Data extracted from a collection:
⁂

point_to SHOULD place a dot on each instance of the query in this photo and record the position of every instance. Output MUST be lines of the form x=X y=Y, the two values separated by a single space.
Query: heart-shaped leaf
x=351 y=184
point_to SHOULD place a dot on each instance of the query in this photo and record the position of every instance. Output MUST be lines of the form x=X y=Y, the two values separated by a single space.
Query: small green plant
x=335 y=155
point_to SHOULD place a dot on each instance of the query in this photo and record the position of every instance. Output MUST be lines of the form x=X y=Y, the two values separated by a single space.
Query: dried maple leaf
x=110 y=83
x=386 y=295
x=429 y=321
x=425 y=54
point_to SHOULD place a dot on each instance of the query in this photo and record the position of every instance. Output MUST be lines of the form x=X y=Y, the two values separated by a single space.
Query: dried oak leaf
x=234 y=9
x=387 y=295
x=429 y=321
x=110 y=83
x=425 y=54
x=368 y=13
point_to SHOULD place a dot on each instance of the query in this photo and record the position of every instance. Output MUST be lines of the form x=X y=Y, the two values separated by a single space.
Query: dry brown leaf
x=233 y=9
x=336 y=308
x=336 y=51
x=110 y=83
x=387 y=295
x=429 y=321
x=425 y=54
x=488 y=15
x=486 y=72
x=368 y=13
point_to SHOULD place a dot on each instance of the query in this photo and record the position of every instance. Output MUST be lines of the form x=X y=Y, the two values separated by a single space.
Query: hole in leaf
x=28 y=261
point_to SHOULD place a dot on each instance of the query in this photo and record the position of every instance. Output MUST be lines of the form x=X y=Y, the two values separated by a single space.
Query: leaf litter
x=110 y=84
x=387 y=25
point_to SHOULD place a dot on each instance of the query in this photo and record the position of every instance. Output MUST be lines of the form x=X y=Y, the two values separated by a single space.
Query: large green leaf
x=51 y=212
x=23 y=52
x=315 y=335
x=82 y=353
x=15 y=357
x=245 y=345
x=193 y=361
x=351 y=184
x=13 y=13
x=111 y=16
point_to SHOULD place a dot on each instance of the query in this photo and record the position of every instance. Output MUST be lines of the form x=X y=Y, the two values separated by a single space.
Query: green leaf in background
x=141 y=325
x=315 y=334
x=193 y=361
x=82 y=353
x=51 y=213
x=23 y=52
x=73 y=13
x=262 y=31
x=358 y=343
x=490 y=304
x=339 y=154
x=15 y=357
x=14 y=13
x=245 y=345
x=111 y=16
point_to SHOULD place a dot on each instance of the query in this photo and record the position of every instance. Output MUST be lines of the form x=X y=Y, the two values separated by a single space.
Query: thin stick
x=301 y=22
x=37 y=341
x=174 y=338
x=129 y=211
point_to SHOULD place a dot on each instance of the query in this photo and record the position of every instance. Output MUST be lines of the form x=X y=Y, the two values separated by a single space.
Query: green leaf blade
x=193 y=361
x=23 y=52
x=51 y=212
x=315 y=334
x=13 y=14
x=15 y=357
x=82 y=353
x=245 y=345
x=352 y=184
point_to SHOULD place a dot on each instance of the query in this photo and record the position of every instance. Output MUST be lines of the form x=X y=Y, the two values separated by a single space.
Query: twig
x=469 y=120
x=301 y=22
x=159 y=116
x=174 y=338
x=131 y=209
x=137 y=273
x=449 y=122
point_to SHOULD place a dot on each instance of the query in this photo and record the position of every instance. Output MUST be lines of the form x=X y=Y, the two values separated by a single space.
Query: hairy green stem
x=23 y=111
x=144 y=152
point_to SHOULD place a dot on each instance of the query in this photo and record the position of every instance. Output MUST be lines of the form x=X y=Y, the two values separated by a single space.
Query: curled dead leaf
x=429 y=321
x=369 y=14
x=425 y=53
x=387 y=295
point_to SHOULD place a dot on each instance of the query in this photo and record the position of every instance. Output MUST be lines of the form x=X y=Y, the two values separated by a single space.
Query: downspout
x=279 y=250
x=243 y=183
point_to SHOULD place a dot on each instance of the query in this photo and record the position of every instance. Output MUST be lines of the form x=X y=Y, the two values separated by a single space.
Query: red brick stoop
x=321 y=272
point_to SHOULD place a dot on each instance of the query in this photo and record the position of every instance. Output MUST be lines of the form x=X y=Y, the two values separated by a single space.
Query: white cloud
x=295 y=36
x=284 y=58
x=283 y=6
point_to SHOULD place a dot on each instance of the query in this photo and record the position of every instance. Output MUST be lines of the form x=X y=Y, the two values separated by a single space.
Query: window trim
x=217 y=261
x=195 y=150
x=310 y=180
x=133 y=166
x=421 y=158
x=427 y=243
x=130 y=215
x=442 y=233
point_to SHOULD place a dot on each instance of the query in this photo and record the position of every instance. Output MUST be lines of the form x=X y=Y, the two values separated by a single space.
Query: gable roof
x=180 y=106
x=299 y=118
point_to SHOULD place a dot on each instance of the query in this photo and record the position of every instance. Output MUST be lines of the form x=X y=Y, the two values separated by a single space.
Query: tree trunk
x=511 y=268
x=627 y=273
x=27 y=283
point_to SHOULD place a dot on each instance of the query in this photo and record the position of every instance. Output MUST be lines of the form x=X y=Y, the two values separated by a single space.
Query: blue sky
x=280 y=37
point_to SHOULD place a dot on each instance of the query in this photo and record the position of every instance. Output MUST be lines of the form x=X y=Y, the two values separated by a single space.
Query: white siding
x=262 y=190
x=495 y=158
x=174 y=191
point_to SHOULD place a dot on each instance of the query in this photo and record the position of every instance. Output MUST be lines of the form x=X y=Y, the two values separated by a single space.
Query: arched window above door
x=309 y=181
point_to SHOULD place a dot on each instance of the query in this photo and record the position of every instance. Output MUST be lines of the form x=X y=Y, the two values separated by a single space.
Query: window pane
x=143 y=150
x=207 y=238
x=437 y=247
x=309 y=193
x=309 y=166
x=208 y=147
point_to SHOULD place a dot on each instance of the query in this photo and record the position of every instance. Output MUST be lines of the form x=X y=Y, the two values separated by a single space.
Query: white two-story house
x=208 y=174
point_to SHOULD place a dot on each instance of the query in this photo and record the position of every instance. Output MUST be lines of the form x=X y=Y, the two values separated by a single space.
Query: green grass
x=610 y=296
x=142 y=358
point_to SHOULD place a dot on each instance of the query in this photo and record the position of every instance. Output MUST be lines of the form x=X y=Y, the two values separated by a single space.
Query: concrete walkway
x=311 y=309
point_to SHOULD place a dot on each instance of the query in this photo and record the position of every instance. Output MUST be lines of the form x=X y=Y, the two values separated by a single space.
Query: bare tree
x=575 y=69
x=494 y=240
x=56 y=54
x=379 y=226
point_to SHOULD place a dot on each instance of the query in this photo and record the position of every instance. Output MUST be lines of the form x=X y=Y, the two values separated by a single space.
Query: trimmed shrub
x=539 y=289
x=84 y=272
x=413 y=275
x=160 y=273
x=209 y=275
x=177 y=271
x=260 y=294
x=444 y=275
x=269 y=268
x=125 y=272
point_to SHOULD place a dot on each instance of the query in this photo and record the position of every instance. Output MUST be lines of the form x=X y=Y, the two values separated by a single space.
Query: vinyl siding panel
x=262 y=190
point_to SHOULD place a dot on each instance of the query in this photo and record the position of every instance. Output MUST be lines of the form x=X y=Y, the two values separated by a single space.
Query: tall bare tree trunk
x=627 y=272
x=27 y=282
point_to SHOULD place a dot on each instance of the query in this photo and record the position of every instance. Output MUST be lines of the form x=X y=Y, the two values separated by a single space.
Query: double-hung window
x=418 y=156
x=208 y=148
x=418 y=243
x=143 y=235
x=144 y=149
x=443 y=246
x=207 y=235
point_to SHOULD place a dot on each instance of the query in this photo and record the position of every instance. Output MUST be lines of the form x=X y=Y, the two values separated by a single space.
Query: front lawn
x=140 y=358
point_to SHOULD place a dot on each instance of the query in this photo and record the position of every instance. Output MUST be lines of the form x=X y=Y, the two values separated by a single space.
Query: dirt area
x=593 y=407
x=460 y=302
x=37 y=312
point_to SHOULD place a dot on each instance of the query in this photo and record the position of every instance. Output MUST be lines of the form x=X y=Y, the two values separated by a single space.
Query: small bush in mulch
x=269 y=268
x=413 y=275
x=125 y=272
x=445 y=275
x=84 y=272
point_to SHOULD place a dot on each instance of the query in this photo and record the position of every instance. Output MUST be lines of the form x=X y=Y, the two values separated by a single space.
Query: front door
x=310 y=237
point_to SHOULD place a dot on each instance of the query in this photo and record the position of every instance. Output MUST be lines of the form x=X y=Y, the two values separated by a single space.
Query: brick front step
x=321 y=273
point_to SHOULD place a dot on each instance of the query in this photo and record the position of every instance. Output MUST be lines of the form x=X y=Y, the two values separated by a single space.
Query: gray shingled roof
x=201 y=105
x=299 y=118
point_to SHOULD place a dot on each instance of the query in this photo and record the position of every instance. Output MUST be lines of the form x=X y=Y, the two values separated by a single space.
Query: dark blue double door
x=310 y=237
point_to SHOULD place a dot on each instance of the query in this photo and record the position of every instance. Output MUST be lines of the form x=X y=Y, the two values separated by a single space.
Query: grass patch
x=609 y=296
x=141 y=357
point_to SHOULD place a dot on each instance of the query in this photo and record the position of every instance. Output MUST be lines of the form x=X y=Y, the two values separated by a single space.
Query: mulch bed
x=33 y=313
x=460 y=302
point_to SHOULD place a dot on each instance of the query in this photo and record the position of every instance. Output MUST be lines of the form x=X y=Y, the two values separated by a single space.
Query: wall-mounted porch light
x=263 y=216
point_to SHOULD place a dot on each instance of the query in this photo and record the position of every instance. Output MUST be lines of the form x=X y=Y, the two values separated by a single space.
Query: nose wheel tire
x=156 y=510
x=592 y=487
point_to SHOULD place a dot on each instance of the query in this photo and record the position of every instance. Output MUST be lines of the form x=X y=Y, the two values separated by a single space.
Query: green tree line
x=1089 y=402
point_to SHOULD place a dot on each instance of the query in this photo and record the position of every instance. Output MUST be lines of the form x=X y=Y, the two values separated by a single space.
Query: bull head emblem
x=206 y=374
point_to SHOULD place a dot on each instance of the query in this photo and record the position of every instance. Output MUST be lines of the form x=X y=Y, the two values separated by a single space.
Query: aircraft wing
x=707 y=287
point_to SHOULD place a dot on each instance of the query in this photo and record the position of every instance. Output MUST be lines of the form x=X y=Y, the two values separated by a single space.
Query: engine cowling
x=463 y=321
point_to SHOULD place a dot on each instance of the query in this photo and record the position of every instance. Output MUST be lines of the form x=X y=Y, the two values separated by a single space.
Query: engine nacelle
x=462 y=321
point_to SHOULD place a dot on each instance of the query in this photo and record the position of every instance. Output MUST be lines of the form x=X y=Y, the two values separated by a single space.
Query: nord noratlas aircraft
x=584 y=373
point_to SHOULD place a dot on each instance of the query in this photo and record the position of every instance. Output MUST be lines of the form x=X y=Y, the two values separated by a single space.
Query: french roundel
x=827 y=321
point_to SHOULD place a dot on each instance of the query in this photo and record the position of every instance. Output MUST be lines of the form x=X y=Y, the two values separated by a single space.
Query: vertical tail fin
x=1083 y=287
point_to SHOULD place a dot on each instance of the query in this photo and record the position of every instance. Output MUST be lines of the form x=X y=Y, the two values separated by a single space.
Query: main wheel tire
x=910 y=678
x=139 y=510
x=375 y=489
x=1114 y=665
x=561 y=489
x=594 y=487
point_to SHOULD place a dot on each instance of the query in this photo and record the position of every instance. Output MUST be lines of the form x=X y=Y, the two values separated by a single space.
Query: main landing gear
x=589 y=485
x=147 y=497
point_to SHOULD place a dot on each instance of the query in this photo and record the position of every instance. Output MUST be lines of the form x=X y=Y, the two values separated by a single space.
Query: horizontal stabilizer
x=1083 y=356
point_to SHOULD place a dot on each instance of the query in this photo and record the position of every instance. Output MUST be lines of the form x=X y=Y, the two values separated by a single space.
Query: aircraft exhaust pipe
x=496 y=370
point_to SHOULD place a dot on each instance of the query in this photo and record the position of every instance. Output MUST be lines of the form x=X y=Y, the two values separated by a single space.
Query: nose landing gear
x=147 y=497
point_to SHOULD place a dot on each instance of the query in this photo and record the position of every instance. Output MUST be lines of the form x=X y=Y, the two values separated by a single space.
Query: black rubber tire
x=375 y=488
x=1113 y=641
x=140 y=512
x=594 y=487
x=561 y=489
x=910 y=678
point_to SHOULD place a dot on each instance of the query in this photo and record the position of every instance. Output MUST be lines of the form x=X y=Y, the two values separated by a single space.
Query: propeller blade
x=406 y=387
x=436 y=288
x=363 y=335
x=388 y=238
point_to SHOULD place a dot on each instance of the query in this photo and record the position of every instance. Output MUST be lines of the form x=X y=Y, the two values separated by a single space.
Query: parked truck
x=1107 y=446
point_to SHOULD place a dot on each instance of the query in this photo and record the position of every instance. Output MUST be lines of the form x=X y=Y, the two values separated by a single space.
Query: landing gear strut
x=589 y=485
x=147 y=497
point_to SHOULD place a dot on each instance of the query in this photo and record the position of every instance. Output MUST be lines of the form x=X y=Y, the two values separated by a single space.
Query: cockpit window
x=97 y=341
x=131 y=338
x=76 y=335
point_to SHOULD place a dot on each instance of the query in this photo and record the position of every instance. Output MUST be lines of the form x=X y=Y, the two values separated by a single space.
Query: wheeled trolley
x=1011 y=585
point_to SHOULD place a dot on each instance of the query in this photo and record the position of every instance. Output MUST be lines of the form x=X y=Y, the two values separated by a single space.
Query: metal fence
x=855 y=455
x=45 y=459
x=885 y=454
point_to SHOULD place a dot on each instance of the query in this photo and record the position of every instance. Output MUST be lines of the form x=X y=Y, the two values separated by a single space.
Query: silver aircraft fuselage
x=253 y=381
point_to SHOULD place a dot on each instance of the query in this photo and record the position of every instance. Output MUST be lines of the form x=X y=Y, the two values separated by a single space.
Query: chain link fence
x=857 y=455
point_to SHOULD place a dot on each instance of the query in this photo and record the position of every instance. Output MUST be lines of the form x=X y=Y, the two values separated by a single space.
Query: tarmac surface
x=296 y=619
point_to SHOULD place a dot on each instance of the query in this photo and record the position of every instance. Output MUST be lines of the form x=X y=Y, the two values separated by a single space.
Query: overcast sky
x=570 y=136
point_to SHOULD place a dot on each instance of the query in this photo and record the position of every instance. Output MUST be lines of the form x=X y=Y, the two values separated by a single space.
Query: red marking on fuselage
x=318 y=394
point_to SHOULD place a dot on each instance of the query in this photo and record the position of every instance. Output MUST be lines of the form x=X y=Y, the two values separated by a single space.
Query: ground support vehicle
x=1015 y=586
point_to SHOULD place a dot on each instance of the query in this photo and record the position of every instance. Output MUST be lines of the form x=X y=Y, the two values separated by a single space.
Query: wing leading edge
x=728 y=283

⁂

[AIM OF THE EXERCISE] Reproduce everything from the beginning of the material down to and including the line containing "x=335 y=155", substituting "occurrence" for every occurrence of "instance" and leaving all other text unchanged.

[WRITTEN SOLUTION]
point_to SHOULD place a dot on each occurrence of the query in this photo and record the position of every occurrence. Output MUST be lines of the form x=X y=Y, the two values separated by a single space.
Query: heart-shaped leaf
x=351 y=184
point_to SHOULD place a dot on each occurrence of the query in this photo and record the position of every occurrence. Output MUST be lines of the form x=X y=Y, the two values separated by a single space.
Query: small green plant
x=335 y=155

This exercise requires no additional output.